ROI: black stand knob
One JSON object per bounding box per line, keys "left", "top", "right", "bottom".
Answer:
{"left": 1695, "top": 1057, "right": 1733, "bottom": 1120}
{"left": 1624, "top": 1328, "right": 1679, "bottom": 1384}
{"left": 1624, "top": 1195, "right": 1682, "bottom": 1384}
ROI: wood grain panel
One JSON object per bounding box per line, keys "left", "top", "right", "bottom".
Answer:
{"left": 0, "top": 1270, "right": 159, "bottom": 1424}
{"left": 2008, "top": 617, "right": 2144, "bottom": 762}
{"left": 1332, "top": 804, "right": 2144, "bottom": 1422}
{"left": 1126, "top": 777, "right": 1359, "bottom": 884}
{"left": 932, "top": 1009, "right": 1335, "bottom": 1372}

The problem
Exactly as they appear above, return all of the records.

Answer below
ROI: black stand knob
One JSON object per bounding box per line, keys "left", "top", "right", "bottom".
Answer:
{"left": 1695, "top": 1057, "right": 1733, "bottom": 1120}
{"left": 1624, "top": 1328, "right": 1679, "bottom": 1384}
{"left": 1624, "top": 1195, "right": 1682, "bottom": 1384}
ROI: wood grain panel
One JSON object per bounding box per line, keys "left", "top", "right", "bottom".
Answer:
{"left": 0, "top": 1270, "right": 159, "bottom": 1424}
{"left": 2008, "top": 617, "right": 2144, "bottom": 762}
{"left": 1332, "top": 804, "right": 2144, "bottom": 1422}
{"left": 1126, "top": 777, "right": 1359, "bottom": 884}
{"left": 932, "top": 1009, "right": 1335, "bottom": 1372}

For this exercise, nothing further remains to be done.